### Travail demandé
• 1. Selon l'extrait sur les préjugés antimusulmans, quelle est la mission du Commissaire aux Droits de l'Homme ?
• 2. Donnez la suite de l'extrait sur les préjugés antimusulmans, à partir de sa dernière phrase.

### Extrait

Le Commissaire aux Droits de l’Homme est une institution indépendante et non judiciaire, dont la mission est de promouvoir la prise de conscience et le respect des droits de l’homme au sein des pays du Conseil de l’Europe.

Nils Muižnieks conclut l’une de ses premières contributions au Carnet des droits de l’homme, reprise ci-dessous, en affirmant de façon solennelle qu’ « il est temps de reconnaître que les musulmans font partie intégrante des sociétés européennes et qu’ils ont droit à l’égalité et à la dignité. » [1]


Les préjugés antimusulmans entravent l’intégration

Les musulmans d’Europe veulent interagir avec les autres Européens et participer à la vie de la société en tant que membres à part entière, mais ils se heurtent régulièrement à diverses formes de préjugés, de discrimination et de violence qui renforcent leur exclusion sociale. C’est la conclusion de recherches menées récemment par plusieurs organisations internationales et ONG. Les commentateurs du « printemps arabe » ont malheureusement manqué une occasion historique de déconstruire l’idée reçue selon laquelle l’islam serait incompatible avec la démocratie et ont préféré exagérer le risque de migrations massives vers l’Europe.

Les musulmans, figure emblématique de l’altérité dans le discours politique européen

Les musulmans sont devenus la figure emblématique de l’altérité dans le discours de la droite populiste en Europe. Des partis politiques ont jeté l’opprobre sur les musulmans à des fins électoralistes en Autriche, en Bulgarie, en Belgique, au Danemark, en France, en Italie, aux Pays-Bas, en Norvège et en Suisse. Il est souvent question des musulmans lors des débats sur ce qui serait « l’échec du multiculturalisme ». Pourtant, rares sont les pays à avoir expérimenté le multiculturalisme en tant que stratégie destinée à promouvoir le dialogue interculturel tout en préservant les identités culturelles.

### Données fournies
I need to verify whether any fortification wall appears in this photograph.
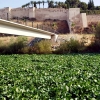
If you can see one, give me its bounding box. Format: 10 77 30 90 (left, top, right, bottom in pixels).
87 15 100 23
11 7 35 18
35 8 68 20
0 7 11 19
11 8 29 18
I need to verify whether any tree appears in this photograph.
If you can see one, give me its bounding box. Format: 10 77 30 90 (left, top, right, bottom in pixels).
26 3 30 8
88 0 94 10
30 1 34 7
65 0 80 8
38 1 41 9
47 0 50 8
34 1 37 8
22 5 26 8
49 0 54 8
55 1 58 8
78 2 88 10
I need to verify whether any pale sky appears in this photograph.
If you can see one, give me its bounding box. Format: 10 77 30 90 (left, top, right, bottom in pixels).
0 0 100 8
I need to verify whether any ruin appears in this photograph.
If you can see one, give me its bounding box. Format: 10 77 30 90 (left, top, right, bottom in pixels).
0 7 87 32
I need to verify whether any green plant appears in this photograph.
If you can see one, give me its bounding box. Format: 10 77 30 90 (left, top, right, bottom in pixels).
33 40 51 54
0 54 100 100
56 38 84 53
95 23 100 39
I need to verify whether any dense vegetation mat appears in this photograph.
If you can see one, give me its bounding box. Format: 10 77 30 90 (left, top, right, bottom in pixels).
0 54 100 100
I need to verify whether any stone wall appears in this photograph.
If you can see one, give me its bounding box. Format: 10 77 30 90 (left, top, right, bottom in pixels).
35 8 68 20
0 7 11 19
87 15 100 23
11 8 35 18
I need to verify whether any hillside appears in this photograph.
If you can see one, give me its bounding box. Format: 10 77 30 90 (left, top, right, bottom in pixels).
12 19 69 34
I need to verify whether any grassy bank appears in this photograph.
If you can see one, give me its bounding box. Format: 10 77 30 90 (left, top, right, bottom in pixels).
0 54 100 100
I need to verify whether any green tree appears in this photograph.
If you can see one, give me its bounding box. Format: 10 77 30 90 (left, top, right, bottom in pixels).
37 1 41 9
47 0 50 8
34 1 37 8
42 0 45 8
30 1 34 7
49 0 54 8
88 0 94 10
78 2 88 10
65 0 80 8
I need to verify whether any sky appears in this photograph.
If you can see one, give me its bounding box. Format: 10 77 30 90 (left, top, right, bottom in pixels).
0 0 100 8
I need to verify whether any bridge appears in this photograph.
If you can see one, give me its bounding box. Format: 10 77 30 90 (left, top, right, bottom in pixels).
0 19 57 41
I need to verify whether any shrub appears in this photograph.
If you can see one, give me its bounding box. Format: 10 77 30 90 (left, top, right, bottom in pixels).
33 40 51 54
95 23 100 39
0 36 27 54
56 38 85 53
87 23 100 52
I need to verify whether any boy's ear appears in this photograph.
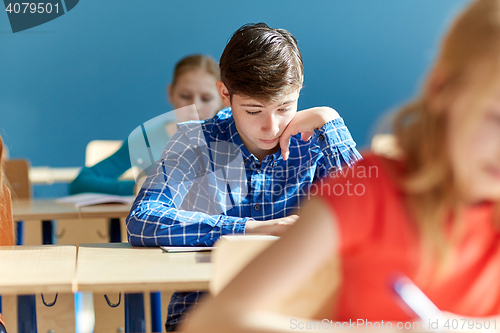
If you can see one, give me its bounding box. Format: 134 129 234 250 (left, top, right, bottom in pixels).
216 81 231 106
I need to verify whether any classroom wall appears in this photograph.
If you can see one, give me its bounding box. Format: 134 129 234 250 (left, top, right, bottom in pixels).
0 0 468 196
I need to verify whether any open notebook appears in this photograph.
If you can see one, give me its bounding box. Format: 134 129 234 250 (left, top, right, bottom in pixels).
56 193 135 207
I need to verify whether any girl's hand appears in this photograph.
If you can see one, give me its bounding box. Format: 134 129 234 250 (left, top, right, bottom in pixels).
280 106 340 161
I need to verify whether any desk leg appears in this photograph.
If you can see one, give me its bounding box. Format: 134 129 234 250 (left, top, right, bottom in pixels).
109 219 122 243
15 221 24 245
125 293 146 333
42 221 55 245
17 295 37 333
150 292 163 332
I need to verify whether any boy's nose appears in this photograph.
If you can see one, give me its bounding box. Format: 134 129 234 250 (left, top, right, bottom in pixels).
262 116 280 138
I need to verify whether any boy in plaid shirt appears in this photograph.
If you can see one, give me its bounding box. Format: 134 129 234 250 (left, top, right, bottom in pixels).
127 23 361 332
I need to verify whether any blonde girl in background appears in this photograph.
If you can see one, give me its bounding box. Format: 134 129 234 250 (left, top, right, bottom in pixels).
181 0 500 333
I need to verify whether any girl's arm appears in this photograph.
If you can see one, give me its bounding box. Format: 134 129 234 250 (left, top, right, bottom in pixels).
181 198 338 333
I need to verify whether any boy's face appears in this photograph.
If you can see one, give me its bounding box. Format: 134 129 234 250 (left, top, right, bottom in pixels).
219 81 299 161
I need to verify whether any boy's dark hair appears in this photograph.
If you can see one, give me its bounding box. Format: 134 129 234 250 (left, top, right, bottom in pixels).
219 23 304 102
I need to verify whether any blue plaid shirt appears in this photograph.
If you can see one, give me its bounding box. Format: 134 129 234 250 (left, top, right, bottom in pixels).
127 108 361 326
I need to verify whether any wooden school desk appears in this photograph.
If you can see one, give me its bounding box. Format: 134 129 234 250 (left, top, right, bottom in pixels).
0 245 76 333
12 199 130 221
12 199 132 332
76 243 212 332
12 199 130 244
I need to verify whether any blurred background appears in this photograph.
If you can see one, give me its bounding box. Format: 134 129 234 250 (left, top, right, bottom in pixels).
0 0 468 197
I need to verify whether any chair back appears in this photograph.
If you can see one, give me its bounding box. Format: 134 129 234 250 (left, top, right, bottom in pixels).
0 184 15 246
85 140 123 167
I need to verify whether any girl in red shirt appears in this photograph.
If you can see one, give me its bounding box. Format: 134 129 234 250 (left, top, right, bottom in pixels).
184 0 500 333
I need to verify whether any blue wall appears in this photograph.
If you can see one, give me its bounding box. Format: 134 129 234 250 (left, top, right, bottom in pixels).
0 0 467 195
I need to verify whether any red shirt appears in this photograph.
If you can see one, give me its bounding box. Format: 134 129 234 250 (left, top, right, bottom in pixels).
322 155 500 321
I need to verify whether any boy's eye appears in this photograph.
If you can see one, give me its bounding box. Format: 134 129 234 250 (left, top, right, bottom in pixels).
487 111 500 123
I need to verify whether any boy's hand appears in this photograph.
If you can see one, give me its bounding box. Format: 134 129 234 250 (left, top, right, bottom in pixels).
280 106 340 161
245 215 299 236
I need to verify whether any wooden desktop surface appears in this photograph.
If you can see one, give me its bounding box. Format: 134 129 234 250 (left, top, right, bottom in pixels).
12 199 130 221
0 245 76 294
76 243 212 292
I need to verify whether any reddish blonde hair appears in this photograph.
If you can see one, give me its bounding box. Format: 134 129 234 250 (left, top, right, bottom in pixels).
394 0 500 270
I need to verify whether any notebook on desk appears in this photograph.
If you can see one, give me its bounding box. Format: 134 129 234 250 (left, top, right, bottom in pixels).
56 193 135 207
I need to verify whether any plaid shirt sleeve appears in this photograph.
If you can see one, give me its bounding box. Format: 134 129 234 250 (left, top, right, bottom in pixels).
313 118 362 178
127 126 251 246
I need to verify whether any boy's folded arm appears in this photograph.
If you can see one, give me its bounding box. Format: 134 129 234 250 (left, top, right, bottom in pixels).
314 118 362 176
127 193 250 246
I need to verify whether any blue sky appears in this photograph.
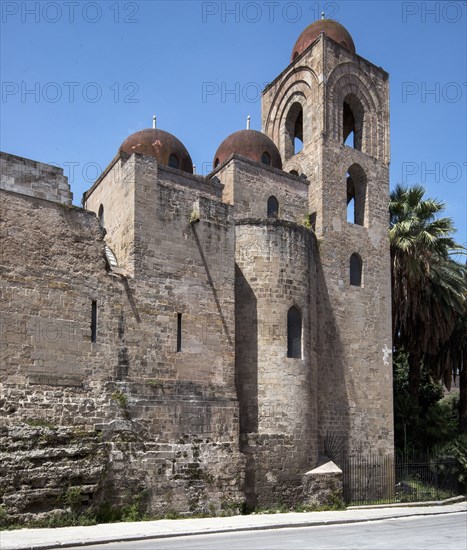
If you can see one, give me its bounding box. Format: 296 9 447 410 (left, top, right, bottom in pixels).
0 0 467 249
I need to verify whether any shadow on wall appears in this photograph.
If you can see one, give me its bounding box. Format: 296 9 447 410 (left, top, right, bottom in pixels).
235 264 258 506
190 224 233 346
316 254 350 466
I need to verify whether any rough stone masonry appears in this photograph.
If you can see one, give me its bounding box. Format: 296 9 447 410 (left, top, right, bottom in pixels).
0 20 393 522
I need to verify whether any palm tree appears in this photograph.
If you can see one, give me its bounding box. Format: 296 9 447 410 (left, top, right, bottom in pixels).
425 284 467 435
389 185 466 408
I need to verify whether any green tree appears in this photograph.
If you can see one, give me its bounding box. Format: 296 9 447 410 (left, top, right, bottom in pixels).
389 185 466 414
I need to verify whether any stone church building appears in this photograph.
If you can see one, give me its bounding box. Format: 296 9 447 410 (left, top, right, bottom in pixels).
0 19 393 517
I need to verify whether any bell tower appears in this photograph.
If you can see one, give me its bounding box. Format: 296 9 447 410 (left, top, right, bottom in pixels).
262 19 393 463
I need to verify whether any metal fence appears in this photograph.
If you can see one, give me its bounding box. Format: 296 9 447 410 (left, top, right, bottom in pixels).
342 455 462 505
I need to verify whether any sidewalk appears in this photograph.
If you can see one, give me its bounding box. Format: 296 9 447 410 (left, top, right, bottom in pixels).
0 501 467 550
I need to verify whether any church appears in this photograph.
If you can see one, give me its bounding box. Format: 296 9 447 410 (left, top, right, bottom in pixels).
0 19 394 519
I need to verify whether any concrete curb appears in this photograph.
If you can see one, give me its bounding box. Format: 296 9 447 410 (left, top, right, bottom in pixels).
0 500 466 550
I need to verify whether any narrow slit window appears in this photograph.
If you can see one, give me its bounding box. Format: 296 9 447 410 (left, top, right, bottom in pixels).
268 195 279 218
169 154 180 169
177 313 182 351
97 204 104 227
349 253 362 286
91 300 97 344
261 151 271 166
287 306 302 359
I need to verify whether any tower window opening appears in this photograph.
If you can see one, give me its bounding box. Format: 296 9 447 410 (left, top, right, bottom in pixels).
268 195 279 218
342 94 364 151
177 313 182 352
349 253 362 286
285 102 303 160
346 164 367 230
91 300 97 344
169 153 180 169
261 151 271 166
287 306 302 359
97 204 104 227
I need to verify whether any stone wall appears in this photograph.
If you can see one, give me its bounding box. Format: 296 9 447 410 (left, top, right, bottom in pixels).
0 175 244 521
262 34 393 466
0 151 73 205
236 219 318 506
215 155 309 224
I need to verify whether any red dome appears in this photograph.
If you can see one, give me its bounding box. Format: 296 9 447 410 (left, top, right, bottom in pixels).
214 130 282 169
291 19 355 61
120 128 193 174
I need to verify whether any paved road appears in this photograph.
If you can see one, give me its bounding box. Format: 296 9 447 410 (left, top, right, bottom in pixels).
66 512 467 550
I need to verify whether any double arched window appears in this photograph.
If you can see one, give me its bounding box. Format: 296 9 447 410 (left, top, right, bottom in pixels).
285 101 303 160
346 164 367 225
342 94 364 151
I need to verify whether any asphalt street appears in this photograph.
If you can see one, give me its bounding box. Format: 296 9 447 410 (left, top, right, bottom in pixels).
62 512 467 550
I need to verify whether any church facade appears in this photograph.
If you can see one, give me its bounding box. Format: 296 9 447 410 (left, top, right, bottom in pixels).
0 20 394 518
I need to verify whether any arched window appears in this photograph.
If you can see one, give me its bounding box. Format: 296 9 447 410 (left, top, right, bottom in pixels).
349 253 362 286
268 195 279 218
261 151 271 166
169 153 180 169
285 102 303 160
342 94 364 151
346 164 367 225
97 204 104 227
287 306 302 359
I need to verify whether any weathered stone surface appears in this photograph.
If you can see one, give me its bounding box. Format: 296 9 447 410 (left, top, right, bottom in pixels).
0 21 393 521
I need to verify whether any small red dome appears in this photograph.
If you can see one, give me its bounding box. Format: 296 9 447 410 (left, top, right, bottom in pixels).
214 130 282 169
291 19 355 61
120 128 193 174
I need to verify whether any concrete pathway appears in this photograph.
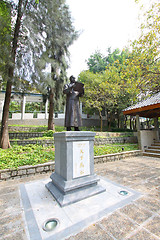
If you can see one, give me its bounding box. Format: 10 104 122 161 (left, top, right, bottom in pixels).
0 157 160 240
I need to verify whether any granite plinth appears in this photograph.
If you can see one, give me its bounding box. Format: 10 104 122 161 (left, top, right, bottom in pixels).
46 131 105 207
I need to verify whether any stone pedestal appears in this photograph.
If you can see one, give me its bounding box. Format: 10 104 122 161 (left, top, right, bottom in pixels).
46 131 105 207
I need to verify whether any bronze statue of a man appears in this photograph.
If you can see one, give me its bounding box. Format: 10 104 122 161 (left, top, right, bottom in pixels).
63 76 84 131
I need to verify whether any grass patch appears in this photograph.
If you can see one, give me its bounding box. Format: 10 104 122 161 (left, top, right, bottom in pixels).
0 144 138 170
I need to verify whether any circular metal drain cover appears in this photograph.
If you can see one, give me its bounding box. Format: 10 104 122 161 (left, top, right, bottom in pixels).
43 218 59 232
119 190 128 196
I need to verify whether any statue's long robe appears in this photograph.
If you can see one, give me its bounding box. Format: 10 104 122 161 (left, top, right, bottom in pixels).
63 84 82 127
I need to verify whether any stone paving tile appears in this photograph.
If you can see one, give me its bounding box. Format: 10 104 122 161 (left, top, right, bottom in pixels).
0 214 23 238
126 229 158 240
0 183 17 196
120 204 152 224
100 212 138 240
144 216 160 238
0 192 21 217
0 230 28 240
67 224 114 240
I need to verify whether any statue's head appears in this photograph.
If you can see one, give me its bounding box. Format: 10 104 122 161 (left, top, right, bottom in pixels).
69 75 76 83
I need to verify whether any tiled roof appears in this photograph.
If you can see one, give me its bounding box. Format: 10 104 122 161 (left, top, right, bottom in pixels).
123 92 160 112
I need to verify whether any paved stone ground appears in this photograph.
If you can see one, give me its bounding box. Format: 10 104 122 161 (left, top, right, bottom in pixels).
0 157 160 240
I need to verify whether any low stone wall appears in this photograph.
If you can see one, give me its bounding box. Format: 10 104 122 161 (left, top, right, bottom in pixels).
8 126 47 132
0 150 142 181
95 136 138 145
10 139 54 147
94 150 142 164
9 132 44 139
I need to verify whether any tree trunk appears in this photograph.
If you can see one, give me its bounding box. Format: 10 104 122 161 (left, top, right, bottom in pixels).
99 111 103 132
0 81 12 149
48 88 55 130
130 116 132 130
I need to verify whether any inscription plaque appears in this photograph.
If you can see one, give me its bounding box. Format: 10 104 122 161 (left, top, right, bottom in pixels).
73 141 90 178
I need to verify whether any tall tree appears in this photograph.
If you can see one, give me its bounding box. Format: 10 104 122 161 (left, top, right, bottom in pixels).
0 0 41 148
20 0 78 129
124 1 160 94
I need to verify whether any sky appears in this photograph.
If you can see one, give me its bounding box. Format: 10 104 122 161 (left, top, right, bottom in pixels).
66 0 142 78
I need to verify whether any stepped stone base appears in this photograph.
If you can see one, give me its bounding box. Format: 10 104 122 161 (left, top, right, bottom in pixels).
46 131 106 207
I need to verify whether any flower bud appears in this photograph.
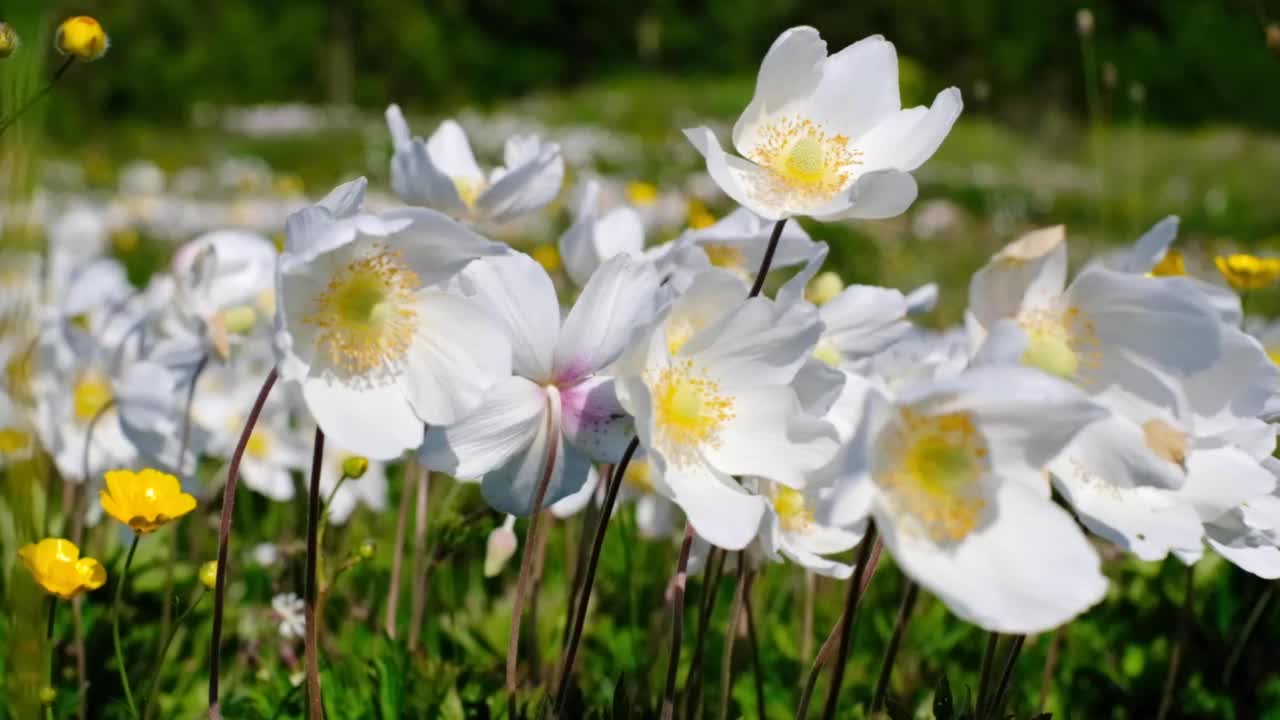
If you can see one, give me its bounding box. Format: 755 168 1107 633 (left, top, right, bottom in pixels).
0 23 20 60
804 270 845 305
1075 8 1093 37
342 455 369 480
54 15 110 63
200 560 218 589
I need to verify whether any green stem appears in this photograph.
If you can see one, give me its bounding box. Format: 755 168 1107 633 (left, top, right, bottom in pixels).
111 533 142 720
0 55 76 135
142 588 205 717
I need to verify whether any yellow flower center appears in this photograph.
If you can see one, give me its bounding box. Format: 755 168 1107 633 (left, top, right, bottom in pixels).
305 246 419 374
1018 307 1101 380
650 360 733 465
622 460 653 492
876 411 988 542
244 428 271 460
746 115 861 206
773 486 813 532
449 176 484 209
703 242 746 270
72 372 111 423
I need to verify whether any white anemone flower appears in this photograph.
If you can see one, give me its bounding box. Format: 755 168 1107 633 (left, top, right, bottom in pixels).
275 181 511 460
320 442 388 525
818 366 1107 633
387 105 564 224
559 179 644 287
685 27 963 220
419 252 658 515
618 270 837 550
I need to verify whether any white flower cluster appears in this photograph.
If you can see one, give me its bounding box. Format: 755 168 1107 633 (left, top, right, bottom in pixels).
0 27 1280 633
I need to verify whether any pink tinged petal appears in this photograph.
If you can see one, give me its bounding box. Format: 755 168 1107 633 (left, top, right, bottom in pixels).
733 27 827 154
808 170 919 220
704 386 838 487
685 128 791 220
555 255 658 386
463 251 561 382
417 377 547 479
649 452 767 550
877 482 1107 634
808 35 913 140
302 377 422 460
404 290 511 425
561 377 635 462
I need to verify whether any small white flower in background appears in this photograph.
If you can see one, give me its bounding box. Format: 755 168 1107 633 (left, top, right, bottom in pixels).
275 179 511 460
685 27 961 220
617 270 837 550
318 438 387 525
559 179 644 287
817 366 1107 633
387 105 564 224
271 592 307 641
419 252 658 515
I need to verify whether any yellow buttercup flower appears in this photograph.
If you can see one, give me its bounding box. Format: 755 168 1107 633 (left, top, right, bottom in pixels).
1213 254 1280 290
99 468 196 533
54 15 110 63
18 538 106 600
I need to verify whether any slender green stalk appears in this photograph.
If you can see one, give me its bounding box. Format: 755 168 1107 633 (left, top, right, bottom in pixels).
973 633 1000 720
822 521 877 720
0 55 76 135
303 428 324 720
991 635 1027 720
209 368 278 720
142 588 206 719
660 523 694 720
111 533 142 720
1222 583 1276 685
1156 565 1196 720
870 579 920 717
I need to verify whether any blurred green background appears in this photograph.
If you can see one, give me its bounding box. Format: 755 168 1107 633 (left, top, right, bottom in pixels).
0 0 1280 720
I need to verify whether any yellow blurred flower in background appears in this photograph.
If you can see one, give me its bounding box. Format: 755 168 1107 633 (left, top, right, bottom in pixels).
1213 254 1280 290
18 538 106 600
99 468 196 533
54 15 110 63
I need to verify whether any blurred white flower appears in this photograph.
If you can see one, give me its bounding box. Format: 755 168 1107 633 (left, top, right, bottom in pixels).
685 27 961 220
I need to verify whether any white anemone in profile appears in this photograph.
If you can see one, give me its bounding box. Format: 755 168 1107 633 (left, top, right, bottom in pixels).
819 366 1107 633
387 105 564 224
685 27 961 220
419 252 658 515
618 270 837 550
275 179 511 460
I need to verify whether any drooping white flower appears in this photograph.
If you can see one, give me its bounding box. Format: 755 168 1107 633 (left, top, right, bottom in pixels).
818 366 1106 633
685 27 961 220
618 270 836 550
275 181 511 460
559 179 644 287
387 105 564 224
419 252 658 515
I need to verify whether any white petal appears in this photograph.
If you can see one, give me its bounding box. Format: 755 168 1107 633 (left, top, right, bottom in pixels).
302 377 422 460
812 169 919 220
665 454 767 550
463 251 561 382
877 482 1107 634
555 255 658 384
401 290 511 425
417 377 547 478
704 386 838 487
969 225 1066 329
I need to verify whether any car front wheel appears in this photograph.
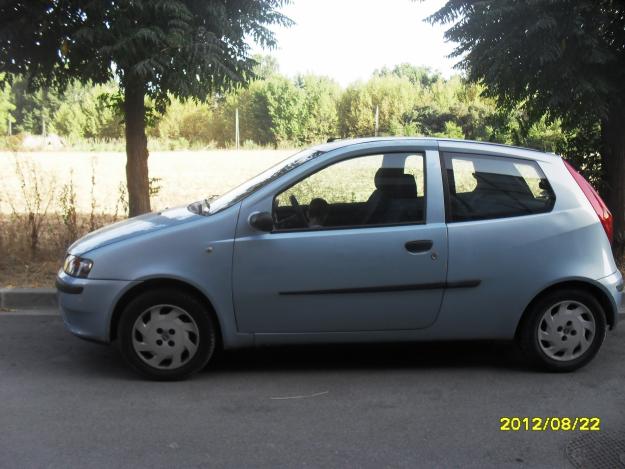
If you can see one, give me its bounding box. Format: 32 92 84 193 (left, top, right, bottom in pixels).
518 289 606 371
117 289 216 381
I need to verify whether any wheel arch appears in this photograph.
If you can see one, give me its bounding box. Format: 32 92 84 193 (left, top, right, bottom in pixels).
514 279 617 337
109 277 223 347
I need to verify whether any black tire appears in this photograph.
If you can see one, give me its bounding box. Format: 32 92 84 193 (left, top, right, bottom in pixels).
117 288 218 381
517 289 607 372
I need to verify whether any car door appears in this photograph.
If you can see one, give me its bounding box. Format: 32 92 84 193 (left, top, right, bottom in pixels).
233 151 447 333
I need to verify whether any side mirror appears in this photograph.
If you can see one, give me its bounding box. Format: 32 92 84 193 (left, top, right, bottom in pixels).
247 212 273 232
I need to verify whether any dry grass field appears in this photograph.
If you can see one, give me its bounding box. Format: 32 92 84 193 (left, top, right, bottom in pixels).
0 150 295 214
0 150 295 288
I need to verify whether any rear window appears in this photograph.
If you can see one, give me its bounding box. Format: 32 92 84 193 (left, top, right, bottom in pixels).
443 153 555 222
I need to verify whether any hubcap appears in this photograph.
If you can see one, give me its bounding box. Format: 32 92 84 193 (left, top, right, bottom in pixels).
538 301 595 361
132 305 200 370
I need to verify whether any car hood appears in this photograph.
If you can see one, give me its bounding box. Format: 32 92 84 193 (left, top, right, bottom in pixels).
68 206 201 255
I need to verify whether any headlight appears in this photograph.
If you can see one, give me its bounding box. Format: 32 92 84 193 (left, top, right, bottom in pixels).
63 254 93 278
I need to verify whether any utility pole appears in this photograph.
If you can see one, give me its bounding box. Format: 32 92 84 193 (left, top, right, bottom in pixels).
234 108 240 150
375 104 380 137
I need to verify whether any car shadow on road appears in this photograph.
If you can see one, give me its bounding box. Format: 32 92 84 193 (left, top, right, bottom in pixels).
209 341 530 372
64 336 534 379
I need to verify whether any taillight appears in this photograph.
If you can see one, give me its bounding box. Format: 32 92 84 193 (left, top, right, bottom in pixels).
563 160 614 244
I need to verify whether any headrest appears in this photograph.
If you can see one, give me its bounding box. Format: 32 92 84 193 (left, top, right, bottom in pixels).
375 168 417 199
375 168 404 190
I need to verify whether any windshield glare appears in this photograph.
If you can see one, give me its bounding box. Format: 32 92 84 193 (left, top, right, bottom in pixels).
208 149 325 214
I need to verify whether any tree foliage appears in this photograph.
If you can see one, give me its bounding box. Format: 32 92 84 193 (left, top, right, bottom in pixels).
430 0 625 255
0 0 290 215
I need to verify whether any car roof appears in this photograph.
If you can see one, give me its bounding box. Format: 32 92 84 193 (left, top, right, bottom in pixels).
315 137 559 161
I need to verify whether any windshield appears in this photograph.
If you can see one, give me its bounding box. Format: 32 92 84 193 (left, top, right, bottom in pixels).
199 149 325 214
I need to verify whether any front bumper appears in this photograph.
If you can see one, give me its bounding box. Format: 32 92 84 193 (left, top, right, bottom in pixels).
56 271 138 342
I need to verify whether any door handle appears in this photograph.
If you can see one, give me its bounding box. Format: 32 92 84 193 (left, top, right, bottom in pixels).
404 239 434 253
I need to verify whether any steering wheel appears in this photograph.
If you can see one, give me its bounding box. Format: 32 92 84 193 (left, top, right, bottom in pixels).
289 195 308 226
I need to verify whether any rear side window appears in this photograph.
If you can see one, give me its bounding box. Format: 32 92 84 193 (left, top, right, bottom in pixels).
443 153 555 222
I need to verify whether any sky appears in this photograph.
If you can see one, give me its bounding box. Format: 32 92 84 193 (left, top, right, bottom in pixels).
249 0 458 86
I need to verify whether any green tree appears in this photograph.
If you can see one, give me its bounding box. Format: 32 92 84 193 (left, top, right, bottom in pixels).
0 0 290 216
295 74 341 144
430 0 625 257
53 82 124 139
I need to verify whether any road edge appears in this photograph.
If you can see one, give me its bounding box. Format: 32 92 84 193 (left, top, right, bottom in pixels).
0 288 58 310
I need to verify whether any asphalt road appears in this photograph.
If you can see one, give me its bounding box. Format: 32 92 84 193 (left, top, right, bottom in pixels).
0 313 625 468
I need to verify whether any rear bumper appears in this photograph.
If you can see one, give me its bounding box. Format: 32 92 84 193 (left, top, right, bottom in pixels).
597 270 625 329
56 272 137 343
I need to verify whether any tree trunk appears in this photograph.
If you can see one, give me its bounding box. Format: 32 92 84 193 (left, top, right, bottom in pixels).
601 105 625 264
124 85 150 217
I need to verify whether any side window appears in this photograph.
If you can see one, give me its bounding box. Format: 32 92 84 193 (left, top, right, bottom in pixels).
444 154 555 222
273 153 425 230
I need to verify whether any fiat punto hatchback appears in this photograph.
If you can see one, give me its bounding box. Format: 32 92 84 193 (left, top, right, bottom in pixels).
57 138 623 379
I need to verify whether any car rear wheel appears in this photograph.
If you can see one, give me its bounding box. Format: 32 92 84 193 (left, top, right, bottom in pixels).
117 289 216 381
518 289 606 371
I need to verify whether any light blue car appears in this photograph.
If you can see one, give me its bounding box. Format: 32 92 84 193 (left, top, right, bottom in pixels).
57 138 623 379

### Réponses finales
• 1. Promouvoir la prise de conscience et le respect des droits de l'homme au sein des pays du Conseil de l'Europe.

• 2.
Depuis les attentats terroristes du 11 septembre, les musulmans sont inextricablement liés au terrorisme dans l’opinion publique. Or, certains des actes les plus horribles commis en Europe ces dernières années (la série de meurtres racistes en Allemagne et le massacre prémédité de dizaines d’innocents par un extrémiste en Norvège) nous rappellent que l’extrême-droite présente aussi des dangers et que les terroristes n’ont pas tous les mêmes motivations idéologiques.

Les musulmans sont visés par des lois et des politiques restrictives

De grands partis ont exploité la défiance à l’égard des musulmans en soutenant des mesures législatives restrictives dirigées contre cette population. En Belgique et en France, des lois prévoient depuis 2011 une amende ou un « stage de citoyenneté » pour les femmes portant un voile intégral dans l’espace public. En Italie, des collectivités locales ont invoqué une vieille loi antiterroriste qui interdit, pour des raisons de sécurité, de se couvrir entièrement le visage pour punir des femmes qui portaient le voile intégral. Il a été question d’initiatives similaires en Autriche, en Bosnie-Herzégovine, au Danemark, aux Pays-Bas, en Espagne et en Suisse.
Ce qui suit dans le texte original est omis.